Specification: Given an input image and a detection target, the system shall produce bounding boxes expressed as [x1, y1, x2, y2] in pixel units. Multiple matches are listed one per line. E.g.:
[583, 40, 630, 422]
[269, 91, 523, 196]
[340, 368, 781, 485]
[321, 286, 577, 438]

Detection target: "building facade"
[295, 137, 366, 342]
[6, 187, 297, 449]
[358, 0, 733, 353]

_____

Problem statement -
Copy each of the records above word for word, keeping every line as it is.

Answer to this problem -
Specification: Given an input image and a detection target, the system shall produce bounding boxes expressed as [x1, y1, x2, y2] in pixel units. Multiple matches are listed one per line. E.g.:
[583, 40, 630, 422]
[269, 91, 523, 196]
[340, 368, 781, 485]
[321, 286, 577, 438]

Detection target: "building facade"
[295, 137, 366, 342]
[6, 187, 297, 449]
[358, 0, 733, 353]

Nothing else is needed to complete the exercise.